Image-grounded pointing data
---+---

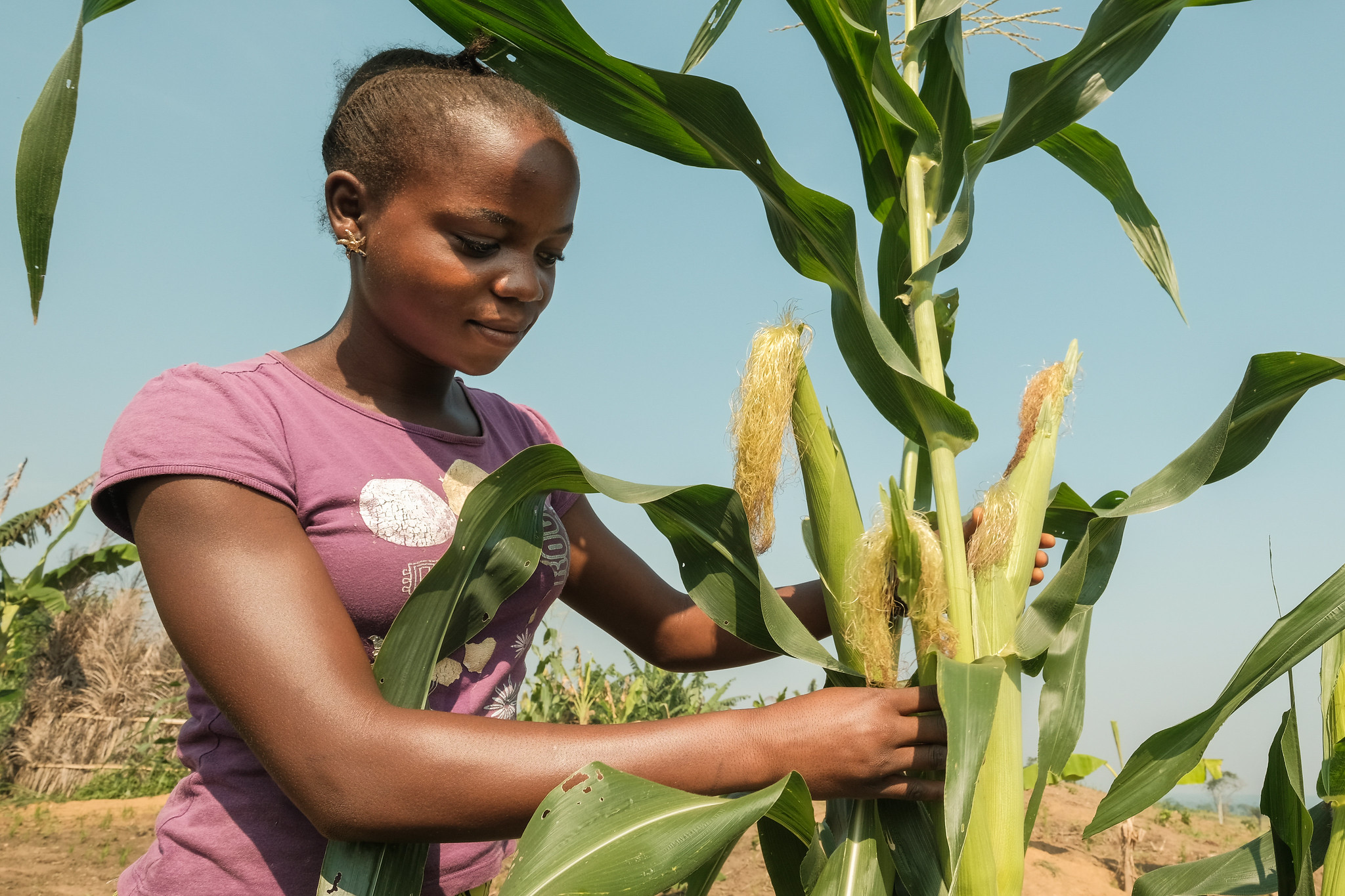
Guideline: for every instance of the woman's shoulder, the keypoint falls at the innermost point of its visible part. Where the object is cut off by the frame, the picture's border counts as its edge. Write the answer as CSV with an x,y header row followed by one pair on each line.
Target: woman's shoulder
x,y
223,422
512,419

---+---

The answer must be an exact reproduction of the records, with every picture left out.

*Response area*.
Guideline: for every instance of the woman's shoulder, the keypoint falls at the innermost point of its visible part. Where the object is cut off by the frame, the picture's border counts as its edge. Write the answer as CSV with an x,y header row followed by one pair on each line.
Target: woman's shoulder
x,y
223,422
512,419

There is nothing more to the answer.